**TASK DETAILS**
Write each line exactly, from the line that holds "Spot the racing" through the final line of the material, and no other line.

**SOURCE RECORDS**
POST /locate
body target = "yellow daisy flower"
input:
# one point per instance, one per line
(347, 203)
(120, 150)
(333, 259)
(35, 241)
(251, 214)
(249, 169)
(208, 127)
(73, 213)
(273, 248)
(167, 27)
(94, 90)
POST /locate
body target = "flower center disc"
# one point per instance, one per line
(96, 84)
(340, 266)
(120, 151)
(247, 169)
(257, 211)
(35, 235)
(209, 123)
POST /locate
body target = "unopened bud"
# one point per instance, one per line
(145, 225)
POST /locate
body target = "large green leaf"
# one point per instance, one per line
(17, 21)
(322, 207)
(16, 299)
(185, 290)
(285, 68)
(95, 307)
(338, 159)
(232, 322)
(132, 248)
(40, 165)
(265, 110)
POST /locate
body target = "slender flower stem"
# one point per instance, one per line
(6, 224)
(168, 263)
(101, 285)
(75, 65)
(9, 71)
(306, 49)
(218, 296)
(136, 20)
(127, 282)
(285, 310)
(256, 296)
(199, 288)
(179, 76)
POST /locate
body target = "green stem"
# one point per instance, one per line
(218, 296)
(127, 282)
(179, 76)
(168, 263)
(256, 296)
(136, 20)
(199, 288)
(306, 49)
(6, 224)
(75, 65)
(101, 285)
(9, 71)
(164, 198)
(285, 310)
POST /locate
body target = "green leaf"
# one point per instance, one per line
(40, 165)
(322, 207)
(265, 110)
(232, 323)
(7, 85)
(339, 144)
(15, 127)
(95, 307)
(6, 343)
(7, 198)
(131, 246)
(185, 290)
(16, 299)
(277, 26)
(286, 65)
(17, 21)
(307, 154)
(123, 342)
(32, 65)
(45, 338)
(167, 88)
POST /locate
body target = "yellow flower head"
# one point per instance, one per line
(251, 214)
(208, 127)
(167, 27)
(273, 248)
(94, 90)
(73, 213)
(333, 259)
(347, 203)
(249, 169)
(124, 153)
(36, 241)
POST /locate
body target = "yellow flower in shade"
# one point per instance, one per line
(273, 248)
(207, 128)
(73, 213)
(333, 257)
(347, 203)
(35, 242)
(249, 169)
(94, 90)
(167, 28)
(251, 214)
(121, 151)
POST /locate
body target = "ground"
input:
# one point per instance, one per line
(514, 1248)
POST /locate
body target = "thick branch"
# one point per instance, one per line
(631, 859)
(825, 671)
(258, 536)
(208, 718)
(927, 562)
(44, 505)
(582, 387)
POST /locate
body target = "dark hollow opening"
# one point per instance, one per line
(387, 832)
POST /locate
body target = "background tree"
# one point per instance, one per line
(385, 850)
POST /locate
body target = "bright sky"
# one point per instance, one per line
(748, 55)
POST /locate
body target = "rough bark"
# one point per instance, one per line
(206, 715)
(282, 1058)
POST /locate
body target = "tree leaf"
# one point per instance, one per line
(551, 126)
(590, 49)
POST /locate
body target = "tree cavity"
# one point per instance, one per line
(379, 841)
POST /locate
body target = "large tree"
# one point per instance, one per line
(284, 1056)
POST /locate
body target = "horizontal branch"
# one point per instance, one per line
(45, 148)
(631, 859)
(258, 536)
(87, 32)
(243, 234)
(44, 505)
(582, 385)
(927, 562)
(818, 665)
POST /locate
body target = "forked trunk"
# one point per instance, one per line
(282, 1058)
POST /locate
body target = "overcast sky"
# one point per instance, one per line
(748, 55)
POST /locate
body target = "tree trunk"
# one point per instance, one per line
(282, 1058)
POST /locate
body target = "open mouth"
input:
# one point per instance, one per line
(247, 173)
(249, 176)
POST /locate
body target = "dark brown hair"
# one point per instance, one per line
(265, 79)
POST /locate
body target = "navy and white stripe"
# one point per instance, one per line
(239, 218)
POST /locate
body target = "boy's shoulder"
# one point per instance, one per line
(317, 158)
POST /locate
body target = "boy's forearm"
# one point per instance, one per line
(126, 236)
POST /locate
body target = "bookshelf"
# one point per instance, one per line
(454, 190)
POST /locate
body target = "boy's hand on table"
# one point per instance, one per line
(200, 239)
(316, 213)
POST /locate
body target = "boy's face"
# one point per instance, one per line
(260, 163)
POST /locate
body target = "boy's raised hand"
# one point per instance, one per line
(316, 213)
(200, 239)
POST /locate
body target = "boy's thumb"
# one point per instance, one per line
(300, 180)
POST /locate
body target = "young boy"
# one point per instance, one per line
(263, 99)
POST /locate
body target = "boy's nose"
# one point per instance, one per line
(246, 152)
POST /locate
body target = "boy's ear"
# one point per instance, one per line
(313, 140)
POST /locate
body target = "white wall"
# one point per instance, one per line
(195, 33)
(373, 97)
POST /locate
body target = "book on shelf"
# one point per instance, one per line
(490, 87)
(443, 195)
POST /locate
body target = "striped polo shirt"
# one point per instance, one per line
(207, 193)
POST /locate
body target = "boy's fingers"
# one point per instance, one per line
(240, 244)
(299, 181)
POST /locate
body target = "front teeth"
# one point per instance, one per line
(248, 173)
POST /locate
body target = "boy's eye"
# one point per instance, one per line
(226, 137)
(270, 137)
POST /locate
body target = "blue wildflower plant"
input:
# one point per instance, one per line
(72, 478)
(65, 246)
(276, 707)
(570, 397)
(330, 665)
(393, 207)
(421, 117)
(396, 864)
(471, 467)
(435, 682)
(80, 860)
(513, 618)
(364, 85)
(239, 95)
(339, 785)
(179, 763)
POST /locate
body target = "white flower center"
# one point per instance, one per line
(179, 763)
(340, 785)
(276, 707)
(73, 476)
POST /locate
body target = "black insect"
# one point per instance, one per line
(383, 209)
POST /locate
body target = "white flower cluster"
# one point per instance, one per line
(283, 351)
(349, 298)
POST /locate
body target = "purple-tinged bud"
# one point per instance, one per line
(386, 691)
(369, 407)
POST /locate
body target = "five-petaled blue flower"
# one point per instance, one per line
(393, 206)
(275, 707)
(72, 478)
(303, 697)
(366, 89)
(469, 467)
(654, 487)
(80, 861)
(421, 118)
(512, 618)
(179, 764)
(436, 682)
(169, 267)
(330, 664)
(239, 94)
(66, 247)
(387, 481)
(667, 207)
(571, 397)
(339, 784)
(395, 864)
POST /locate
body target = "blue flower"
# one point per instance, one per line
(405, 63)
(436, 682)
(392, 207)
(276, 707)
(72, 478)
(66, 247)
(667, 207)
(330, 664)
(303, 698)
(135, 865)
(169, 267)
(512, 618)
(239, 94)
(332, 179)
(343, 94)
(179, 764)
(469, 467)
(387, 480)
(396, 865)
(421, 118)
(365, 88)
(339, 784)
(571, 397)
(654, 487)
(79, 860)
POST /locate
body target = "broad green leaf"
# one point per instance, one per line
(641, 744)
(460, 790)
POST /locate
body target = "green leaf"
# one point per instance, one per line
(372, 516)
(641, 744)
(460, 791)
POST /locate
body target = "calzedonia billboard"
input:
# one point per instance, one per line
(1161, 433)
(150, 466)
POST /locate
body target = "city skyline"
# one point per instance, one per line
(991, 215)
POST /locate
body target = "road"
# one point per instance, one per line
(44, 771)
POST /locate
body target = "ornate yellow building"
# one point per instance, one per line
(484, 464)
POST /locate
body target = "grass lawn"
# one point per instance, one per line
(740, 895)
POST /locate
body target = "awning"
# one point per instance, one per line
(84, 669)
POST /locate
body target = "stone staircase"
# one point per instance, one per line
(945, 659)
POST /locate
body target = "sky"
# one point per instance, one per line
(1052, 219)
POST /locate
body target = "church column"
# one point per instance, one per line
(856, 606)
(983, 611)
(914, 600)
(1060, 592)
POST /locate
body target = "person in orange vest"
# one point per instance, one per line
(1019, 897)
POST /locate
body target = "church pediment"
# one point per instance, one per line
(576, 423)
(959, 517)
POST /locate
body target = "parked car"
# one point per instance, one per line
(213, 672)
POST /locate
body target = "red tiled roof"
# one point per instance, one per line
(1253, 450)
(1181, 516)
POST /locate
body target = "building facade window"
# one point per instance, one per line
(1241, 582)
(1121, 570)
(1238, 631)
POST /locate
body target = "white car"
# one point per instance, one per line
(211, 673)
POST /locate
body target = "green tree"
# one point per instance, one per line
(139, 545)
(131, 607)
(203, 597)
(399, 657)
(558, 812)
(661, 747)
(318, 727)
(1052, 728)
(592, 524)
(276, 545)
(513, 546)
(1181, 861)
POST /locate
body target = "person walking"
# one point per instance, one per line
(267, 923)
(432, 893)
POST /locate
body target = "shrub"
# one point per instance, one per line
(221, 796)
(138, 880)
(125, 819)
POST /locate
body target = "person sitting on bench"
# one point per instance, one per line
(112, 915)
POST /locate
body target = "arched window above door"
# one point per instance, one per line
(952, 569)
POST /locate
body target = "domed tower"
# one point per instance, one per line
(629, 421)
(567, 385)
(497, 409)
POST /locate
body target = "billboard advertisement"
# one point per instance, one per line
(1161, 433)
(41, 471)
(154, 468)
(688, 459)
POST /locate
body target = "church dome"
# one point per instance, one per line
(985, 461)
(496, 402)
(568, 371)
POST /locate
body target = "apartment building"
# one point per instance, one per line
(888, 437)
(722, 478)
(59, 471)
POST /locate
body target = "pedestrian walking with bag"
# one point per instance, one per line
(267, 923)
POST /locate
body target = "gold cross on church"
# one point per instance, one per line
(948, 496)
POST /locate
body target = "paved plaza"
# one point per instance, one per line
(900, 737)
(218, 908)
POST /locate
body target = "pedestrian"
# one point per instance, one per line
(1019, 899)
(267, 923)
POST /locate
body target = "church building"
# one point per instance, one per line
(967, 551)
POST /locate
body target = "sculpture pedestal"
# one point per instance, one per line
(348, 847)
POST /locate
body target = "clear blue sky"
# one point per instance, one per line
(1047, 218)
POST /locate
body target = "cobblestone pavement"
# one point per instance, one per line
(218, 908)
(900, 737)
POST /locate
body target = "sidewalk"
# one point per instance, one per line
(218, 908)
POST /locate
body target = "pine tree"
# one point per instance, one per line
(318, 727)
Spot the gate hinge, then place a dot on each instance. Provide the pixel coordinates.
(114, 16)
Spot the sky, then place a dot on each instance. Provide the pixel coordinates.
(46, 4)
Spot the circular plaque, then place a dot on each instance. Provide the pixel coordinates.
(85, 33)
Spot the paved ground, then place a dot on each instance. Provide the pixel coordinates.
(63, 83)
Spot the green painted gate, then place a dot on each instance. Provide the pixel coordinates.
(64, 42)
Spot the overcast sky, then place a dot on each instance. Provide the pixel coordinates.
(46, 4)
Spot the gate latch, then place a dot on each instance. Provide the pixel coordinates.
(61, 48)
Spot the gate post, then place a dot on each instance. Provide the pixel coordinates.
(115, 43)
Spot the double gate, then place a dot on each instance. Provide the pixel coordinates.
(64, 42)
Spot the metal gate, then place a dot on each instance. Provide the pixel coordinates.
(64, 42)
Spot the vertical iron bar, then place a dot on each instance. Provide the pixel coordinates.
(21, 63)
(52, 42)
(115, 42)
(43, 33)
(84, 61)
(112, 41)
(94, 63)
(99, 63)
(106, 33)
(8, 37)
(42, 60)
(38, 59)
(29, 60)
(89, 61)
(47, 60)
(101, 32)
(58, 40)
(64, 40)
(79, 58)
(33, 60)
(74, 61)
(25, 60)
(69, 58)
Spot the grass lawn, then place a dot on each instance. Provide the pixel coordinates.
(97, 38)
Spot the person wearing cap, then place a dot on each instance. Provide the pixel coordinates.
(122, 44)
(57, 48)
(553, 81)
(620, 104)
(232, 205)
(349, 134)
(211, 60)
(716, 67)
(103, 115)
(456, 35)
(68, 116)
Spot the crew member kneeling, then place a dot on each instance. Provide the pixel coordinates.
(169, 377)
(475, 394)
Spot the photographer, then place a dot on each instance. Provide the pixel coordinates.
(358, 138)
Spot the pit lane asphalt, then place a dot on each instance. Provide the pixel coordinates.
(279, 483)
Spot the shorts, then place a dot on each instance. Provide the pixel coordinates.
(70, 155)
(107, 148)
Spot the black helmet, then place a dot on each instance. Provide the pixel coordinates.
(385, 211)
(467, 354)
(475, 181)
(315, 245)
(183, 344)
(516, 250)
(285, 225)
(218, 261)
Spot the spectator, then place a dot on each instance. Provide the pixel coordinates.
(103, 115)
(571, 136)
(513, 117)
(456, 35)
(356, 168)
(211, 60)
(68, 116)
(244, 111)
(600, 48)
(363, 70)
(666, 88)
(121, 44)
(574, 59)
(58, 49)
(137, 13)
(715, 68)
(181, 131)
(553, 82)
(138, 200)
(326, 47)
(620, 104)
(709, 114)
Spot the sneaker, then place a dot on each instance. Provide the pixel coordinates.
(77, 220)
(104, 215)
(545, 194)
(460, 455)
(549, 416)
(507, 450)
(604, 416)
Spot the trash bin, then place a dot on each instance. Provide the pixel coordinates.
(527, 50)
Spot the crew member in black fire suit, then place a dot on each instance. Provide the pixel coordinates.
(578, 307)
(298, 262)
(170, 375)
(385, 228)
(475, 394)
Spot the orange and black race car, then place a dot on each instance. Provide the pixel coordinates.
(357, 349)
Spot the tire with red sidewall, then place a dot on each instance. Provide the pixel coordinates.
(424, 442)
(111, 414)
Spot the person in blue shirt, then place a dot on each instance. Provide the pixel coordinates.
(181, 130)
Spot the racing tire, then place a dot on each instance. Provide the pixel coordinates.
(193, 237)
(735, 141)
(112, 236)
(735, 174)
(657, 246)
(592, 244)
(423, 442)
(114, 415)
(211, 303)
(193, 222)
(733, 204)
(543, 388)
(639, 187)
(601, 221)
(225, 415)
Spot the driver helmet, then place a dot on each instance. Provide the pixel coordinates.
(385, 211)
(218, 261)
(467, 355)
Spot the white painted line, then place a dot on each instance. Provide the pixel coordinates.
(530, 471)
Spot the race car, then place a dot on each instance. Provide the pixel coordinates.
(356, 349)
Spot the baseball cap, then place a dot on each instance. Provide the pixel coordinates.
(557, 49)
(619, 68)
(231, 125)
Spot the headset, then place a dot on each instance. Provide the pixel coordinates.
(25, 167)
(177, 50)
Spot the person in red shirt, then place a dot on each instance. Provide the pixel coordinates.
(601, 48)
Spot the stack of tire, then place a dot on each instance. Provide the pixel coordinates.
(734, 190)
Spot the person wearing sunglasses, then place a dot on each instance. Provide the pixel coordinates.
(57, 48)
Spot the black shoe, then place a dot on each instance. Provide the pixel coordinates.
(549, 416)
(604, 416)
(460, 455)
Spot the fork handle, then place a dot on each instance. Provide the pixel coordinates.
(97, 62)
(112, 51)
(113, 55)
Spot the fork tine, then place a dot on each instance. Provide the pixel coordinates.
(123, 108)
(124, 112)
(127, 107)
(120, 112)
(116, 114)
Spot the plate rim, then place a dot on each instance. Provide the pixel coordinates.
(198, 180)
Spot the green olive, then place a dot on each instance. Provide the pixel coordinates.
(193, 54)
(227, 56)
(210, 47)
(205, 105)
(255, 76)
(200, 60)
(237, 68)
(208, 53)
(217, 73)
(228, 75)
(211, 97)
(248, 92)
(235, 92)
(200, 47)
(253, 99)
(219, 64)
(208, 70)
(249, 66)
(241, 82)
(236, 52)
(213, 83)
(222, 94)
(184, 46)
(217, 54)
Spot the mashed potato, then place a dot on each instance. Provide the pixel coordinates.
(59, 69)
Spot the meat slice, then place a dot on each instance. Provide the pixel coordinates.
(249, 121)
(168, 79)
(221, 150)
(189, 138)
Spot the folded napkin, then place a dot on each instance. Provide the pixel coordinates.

**REPLY**
Spot the racing tire, then place a dot on each instance. Provide the pixel coordinates.
(193, 237)
(735, 141)
(112, 236)
(735, 174)
(657, 246)
(592, 244)
(423, 442)
(114, 415)
(211, 303)
(193, 222)
(733, 204)
(543, 388)
(639, 187)
(601, 221)
(225, 415)
Spot the driver helmet, then place a dot on each instance. Provide the pixel coordinates.
(385, 211)
(218, 261)
(467, 355)
Spot the white painted line, then place a dot on each instance. Provide the pixel coordinates.
(530, 471)
Spot the race car, then place a dot on each instance. Provide the pixel coordinates.
(356, 349)
Spot the baseball cap, then place a dot on each instance. Provide the pixel coordinates.
(557, 49)
(619, 68)
(231, 125)
Spot the headset, then place a dot on each instance. Provide the pixel coordinates.
(25, 167)
(177, 50)
Spot the person in red shirt, then place a dot on each instance. Provide the pixel coordinates.
(601, 48)
Spot the stack of tire, then place a dot on each instance. Provide the pixel coordinates.
(734, 190)
Spot the person wearing sunglasses, then place a dot on each instance. Provide the pixel coordinates.
(57, 48)
Spot the black shoe, then place a dot on each instance. Provide the pixel coordinates.
(549, 416)
(604, 416)
(460, 455)
Spot the fork handle, then place a dot on each instance. Provide the pixel coordinates.
(97, 62)
(112, 51)
(113, 55)
Spot the fork tine, then place a dot on each instance. Provide the pixel coordinates.
(123, 108)
(124, 112)
(127, 107)
(120, 112)
(116, 114)
Spot the plate rim, then place a dot on each instance. Provide the pixel coordinates.
(198, 180)
Spot the green olive, then place a dot on each instance. Provide the pixel coordinates.
(193, 54)
(227, 56)
(210, 47)
(205, 105)
(255, 76)
(200, 60)
(237, 68)
(208, 53)
(217, 73)
(228, 75)
(211, 97)
(248, 92)
(235, 92)
(200, 47)
(253, 99)
(219, 64)
(208, 70)
(249, 66)
(241, 82)
(236, 52)
(213, 83)
(222, 94)
(184, 46)
(217, 54)
Spot the mashed potato, then place a dot on each instance. Provide the pixel coordinates.
(59, 69)
Spot the meat slice, then place a dot on each instance. Provide the pixel coordinates.
(249, 121)
(168, 79)
(221, 150)
(189, 138)
Spot the folded napkin, then place a dot on each instance. Provide the pixel coordinates.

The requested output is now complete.